What is being asked.
Reproduce every row below word for word, with no changes.

***** Task input *****

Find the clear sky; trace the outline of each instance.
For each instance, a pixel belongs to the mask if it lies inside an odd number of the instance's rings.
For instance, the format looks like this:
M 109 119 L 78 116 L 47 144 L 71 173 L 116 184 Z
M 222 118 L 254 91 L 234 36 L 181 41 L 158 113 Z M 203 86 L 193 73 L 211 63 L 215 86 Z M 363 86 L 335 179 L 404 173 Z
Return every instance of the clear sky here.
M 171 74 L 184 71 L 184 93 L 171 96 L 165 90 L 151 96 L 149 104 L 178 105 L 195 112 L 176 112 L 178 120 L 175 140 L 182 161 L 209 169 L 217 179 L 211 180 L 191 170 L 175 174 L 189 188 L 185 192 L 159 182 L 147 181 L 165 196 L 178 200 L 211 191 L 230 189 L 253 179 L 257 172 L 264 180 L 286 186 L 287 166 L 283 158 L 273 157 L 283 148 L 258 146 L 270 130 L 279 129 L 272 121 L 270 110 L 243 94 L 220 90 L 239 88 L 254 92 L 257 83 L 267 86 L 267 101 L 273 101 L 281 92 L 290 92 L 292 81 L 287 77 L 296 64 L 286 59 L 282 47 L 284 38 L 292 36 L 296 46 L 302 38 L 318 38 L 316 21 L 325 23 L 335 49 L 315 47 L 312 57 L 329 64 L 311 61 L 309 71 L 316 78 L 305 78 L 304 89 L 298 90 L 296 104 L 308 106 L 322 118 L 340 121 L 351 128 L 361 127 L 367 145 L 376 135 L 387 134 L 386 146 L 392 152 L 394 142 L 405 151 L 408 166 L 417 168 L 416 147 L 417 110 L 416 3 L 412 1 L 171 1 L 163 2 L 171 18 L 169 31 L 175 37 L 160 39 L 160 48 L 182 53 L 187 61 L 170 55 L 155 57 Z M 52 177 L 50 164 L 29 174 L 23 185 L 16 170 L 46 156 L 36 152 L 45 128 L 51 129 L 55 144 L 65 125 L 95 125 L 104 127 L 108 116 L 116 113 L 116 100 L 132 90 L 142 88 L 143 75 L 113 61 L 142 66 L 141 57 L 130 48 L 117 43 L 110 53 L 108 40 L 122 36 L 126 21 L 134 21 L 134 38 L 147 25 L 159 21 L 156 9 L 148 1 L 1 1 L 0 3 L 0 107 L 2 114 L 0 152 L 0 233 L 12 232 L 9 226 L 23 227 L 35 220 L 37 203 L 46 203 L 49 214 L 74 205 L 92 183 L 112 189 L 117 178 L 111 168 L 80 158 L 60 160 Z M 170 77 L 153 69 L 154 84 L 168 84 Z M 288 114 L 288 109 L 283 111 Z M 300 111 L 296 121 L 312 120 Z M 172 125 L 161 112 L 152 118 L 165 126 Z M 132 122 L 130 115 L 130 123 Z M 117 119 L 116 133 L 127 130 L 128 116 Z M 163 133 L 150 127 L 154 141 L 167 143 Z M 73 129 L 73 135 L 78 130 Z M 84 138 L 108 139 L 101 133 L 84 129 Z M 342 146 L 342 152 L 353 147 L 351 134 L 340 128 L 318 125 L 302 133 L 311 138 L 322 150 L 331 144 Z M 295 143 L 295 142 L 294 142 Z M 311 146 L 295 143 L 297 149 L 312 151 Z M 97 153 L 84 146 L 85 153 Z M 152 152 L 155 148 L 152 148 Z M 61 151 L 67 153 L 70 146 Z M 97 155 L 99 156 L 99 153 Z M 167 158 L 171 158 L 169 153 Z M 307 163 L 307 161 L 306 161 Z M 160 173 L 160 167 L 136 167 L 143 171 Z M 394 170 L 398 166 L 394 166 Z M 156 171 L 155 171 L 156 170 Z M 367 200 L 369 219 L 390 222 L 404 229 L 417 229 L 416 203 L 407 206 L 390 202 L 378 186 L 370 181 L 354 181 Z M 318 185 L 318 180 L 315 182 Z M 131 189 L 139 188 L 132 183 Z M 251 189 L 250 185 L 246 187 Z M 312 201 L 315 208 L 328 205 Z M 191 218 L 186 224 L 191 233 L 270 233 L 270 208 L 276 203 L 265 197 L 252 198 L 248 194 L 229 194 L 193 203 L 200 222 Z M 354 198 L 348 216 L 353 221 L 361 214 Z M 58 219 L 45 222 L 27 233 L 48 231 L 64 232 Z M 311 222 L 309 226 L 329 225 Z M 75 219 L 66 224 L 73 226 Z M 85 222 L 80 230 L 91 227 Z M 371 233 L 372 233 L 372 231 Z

*****

The solution.
Find the clear sky; trace the outline of each instance.
For each instance, a pixel belongs to the mask if it lies inside an odd number of the instance's rings.
For instance, the format looks like this:
M 109 119 L 78 116 L 47 144 L 71 173 L 116 184 Z
M 222 118 L 254 91 L 234 36 L 181 41 L 158 113 Z M 203 86 L 193 73 L 211 63 L 215 86 Z M 363 86 L 335 179 L 404 173 Z
Return every instance of the clear sky here.
M 171 74 L 184 71 L 184 93 L 171 96 L 165 90 L 151 96 L 149 104 L 178 105 L 195 112 L 176 112 L 178 120 L 175 140 L 182 161 L 209 169 L 217 179 L 211 180 L 191 170 L 175 174 L 189 188 L 185 192 L 159 182 L 147 181 L 165 196 L 178 200 L 211 191 L 230 189 L 253 179 L 257 172 L 264 180 L 286 186 L 287 166 L 283 158 L 273 157 L 283 148 L 258 146 L 270 130 L 279 129 L 272 121 L 270 110 L 243 94 L 220 90 L 239 88 L 254 92 L 257 83 L 267 86 L 267 101 L 273 101 L 281 92 L 290 92 L 292 81 L 287 77 L 296 64 L 286 59 L 282 47 L 284 38 L 292 36 L 296 46 L 302 38 L 318 38 L 316 21 L 325 23 L 335 49 L 315 47 L 312 57 L 329 64 L 311 61 L 309 71 L 316 78 L 305 78 L 304 89 L 298 90 L 296 104 L 308 106 L 322 118 L 340 121 L 351 128 L 361 127 L 367 145 L 376 135 L 387 134 L 386 146 L 392 152 L 394 142 L 405 151 L 408 166 L 417 168 L 416 147 L 417 110 L 416 3 L 412 1 L 171 1 L 163 2 L 171 18 L 169 31 L 175 37 L 160 39 L 160 48 L 182 53 L 187 61 L 170 55 L 155 57 Z M 52 177 L 50 164 L 29 174 L 23 185 L 16 170 L 46 156 L 36 152 L 45 128 L 51 129 L 55 144 L 65 125 L 95 125 L 104 127 L 108 116 L 116 113 L 116 100 L 132 90 L 142 88 L 143 75 L 113 61 L 142 66 L 141 57 L 130 48 L 117 43 L 110 53 L 108 40 L 122 36 L 126 21 L 134 21 L 134 38 L 147 25 L 159 21 L 156 9 L 148 1 L 1 1 L 0 3 L 0 107 L 2 114 L 0 152 L 0 233 L 12 232 L 9 226 L 23 227 L 35 220 L 37 203 L 46 203 L 49 214 L 74 205 L 92 183 L 112 189 L 117 178 L 111 168 L 80 158 L 60 160 Z M 170 77 L 153 69 L 154 84 L 168 84 Z M 288 114 L 288 109 L 283 111 Z M 300 111 L 296 121 L 312 120 Z M 172 125 L 161 112 L 152 118 L 165 126 Z M 132 122 L 130 115 L 130 123 Z M 117 119 L 116 133 L 127 130 L 128 116 Z M 163 133 L 150 127 L 154 141 L 167 143 Z M 73 129 L 73 135 L 78 130 Z M 84 138 L 108 139 L 101 133 L 84 129 Z M 342 146 L 342 152 L 353 147 L 351 134 L 340 128 L 318 125 L 302 133 L 311 138 L 322 150 L 331 144 Z M 295 143 L 295 142 L 294 142 Z M 311 146 L 295 143 L 297 149 L 312 151 Z M 97 153 L 84 146 L 85 153 Z M 152 152 L 155 148 L 152 148 Z M 61 151 L 67 153 L 70 146 Z M 97 155 L 99 156 L 99 153 Z M 167 158 L 171 158 L 169 153 Z M 307 163 L 307 161 L 306 161 Z M 160 173 L 160 167 L 136 167 L 143 171 Z M 394 170 L 398 166 L 394 166 Z M 156 171 L 155 171 L 156 170 Z M 367 200 L 369 219 L 390 222 L 404 229 L 417 229 L 416 203 L 407 206 L 390 202 L 378 186 L 370 181 L 354 181 Z M 318 185 L 318 180 L 315 182 Z M 131 189 L 139 188 L 132 183 Z M 251 189 L 250 185 L 246 187 Z M 312 201 L 315 208 L 328 205 Z M 191 218 L 186 224 L 191 233 L 270 233 L 270 208 L 276 203 L 265 197 L 252 198 L 248 194 L 229 194 L 193 203 L 200 222 Z M 354 198 L 348 216 L 353 221 L 361 214 Z M 58 219 L 45 222 L 27 233 L 48 231 L 64 232 Z M 311 222 L 309 226 L 329 225 Z M 75 219 L 66 224 L 73 226 Z M 85 222 L 80 230 L 91 227 Z M 371 233 L 372 233 L 372 231 Z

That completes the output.